Save the Maldives!
Full fathom five thy father lies, His aqualung was undersized*
In October 2009 the government of the Maldives held a cabinet meeting underwater to highlight the imminent threat that global warming presented to the archipelago. According to National Geographic “the Maldives may be the first country on Earth to disappear beneath rising seas”. Yet in March 2024 President Mohamed Muizzu announced that nine new airports were to be built across the islands.
Rising seas are amongst the most tangible features of climate change. CO2 is invisible and rising temperatures may go unnoticed in the short term – but we are hardly likely to overlook islands disappearing beneath the waves. The Maldives has an average elevation of just 1.5 metres, about the same as the rise in sea level predicted this century by some climate scientists. So is President Muizzu merely fiddling whilst the Maldives drown, or is the story slightly more complicated?

[Items listed in a dataset]
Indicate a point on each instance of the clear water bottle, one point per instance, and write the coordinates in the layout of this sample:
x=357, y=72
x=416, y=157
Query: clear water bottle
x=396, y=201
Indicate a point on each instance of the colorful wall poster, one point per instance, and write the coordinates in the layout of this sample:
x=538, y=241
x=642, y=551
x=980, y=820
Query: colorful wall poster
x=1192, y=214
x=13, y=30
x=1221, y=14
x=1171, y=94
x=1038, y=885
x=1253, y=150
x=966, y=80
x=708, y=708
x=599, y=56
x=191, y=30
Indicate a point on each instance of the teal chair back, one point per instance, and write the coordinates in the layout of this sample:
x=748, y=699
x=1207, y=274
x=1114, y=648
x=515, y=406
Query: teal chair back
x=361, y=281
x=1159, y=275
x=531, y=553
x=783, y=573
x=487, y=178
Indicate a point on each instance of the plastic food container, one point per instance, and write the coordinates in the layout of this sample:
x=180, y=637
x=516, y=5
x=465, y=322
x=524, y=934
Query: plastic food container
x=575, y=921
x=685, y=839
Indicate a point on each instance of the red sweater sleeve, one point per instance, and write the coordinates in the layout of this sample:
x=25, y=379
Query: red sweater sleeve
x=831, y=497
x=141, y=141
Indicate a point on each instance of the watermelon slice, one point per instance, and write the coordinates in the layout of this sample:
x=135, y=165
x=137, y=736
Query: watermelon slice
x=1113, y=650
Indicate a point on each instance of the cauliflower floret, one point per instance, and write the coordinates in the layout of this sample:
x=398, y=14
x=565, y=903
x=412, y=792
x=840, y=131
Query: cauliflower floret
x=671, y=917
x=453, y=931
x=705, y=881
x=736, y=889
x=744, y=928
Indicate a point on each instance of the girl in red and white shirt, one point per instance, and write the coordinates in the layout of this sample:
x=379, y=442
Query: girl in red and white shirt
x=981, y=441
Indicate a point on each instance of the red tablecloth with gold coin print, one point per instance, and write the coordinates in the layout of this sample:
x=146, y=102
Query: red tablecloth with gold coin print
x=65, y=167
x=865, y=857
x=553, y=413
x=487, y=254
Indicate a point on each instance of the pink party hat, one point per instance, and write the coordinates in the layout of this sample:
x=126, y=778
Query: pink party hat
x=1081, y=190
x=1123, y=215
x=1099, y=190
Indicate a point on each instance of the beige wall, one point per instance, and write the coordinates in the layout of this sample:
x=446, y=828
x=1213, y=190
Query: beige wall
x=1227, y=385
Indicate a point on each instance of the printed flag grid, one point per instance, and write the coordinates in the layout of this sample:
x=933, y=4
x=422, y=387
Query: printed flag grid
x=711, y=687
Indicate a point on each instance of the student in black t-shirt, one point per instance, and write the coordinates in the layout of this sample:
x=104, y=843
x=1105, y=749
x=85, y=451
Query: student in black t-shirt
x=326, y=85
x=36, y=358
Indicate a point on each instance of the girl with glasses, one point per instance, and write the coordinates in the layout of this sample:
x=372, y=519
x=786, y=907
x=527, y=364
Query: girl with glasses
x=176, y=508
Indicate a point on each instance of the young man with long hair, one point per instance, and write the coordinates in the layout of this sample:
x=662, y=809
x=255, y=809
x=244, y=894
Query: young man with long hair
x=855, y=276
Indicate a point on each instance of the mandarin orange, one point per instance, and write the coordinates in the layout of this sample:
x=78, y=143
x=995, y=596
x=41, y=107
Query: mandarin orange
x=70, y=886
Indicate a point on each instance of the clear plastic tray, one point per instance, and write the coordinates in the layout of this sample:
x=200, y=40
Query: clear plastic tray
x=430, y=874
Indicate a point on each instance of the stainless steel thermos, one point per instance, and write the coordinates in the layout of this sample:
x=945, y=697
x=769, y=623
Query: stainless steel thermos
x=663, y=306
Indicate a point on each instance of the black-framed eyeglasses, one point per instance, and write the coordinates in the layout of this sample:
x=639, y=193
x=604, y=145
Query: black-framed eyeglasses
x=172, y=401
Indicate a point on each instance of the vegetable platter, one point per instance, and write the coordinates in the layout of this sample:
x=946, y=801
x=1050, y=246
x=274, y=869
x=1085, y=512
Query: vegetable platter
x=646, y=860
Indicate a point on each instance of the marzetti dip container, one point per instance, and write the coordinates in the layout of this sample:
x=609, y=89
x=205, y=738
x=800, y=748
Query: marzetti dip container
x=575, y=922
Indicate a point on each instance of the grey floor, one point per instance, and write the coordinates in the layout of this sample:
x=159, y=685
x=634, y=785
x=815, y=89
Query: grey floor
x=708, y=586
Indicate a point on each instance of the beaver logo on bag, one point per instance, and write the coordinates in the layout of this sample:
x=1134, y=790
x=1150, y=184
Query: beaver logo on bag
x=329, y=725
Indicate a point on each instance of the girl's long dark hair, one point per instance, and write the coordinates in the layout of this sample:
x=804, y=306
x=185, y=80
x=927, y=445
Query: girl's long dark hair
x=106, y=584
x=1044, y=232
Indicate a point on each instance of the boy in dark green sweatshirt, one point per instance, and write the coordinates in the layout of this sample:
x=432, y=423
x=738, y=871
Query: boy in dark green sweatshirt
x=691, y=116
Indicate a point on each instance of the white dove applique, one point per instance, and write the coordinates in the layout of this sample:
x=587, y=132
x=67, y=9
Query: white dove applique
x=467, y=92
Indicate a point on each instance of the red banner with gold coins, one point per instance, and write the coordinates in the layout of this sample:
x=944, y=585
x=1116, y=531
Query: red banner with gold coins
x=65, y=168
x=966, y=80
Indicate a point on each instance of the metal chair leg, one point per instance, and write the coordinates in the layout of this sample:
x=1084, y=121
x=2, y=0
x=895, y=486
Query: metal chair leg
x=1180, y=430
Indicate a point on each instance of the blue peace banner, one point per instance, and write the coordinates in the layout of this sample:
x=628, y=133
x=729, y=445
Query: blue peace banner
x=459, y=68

*Given instruction:*
Print everything in the Maldives text from "Rising seas are" down to "slightly more complicated?".

*Exercise output:*
Rising seas are amongst the most tangible features of climate change. CO2 is invisible and rising temperatures may go unnoticed in the short term – but we are hardly likely to overlook islands disappearing beneath the waves. The Maldives has an average elevation of just 1.5 metres, about the same as the rise in sea level predicted this century by some climate scientists. So is President Muizzu merely fiddling whilst the Maldives drown, or is the story slightly more complicated?